* Task details: Please reproduce the records below line for line, leaving out the pictures.

-- Start of Provided data --

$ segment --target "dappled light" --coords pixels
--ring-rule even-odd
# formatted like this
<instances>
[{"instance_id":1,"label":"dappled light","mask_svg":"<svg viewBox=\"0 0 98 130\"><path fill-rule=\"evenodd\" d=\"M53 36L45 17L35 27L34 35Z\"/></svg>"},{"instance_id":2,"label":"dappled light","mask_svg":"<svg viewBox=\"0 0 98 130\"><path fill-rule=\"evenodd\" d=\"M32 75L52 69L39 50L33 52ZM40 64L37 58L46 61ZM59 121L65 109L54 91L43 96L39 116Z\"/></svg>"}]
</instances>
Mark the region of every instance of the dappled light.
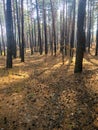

-- End of Provided data --

* Right answer:
$ segment --target "dappled light" --coords pixels
--ring-rule even-odd
# formatted like this
<instances>
[{"instance_id":1,"label":"dappled light","mask_svg":"<svg viewBox=\"0 0 98 130\"><path fill-rule=\"evenodd\" d=\"M53 36L45 17L35 27L34 35Z\"/></svg>"},{"instance_id":2,"label":"dappled light","mask_svg":"<svg viewBox=\"0 0 98 130\"><path fill-rule=\"evenodd\" d=\"M32 75L52 69L39 50L33 52ZM40 64L37 58L46 61ZM59 121L65 109L54 91L43 96L39 116Z\"/></svg>"}]
</instances>
Mark the region of every instance of the dappled light.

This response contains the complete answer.